Your goal: Repeat the entries exactly as they stand.

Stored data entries
▼▼▼

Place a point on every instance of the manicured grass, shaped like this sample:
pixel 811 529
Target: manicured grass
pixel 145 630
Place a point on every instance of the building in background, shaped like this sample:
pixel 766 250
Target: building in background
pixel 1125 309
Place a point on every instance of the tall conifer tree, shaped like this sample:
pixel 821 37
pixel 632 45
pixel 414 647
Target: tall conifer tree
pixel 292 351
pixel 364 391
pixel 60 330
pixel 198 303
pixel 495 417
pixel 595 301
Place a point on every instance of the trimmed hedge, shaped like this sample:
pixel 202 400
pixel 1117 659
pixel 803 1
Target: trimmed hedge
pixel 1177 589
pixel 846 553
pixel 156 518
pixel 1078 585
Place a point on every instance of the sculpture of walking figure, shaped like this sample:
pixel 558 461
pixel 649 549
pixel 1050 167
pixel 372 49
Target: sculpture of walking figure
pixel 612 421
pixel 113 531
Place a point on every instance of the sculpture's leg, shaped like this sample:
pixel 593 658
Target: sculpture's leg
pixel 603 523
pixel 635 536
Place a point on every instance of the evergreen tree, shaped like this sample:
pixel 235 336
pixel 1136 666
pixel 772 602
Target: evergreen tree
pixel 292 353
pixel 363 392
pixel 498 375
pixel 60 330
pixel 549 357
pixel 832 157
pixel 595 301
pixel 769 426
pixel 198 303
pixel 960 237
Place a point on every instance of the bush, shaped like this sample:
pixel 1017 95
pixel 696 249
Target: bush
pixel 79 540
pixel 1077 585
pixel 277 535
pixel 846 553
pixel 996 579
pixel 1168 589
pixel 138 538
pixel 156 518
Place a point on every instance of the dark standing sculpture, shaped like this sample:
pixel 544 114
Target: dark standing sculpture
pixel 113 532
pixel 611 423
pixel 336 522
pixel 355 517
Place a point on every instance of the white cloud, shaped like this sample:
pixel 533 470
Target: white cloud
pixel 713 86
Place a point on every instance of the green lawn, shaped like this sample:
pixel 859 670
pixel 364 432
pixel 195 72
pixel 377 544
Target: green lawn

▲▲▲

Solution for this task:
Place a point on every instance of the manicured grass, shaped like this sample:
pixel 811 529
Target: manicured grass
pixel 145 630
Place a point on every instance of the building in background, shaped like this sample:
pixel 766 250
Target: building in background
pixel 1125 309
Place a point on every instance of the tall conifer tree, shaped like this sample:
pixel 821 37
pixel 632 45
pixel 414 647
Target: tall conifer tree
pixel 292 351
pixel 364 391
pixel 60 330
pixel 198 303
pixel 495 417
pixel 595 301
Place a point on every instance of the trimmed hedge, shaped like this sample:
pixel 202 400
pixel 1117 659
pixel 803 1
Target: trimmed hedge
pixel 1177 589
pixel 846 553
pixel 156 518
pixel 1078 585
Place a point on every instance of the sculpture of walking figure, shaped like this sample:
pixel 558 461
pixel 649 549
pixel 1050 167
pixel 372 49
Target: sculpture of walking figure
pixel 612 421
pixel 113 531
Place a point on every instance of the sculpture's leg, shaped like this sample:
pixel 593 658
Target: sculpture's leg
pixel 603 523
pixel 635 536
Place a point on every instance of the evergreen tree, shaped like this sample:
pixel 235 336
pixel 1136 666
pixel 772 602
Target: evergreen tree
pixel 292 353
pixel 363 392
pixel 498 375
pixel 60 330
pixel 549 357
pixel 832 157
pixel 595 301
pixel 769 426
pixel 198 303
pixel 960 237
Place a point on every instance of the bush, shaped like this sample:
pixel 1017 95
pixel 696 249
Target: bush
pixel 79 540
pixel 1077 585
pixel 277 535
pixel 846 553
pixel 996 579
pixel 1168 589
pixel 138 538
pixel 156 518
Place a point on every instance of the dark standing sculpture, shaped like this sample:
pixel 544 114
Target: dark standing sculpture
pixel 113 532
pixel 611 423
pixel 336 522
pixel 355 517
Place a point on every instance of the white cloud, shaped like this sample:
pixel 533 470
Target: white cloud
pixel 713 86
Place a point on every instance of the green lawn, shaped like this sample:
pixel 859 670
pixel 364 432
pixel 195 72
pixel 377 544
Target: green lawn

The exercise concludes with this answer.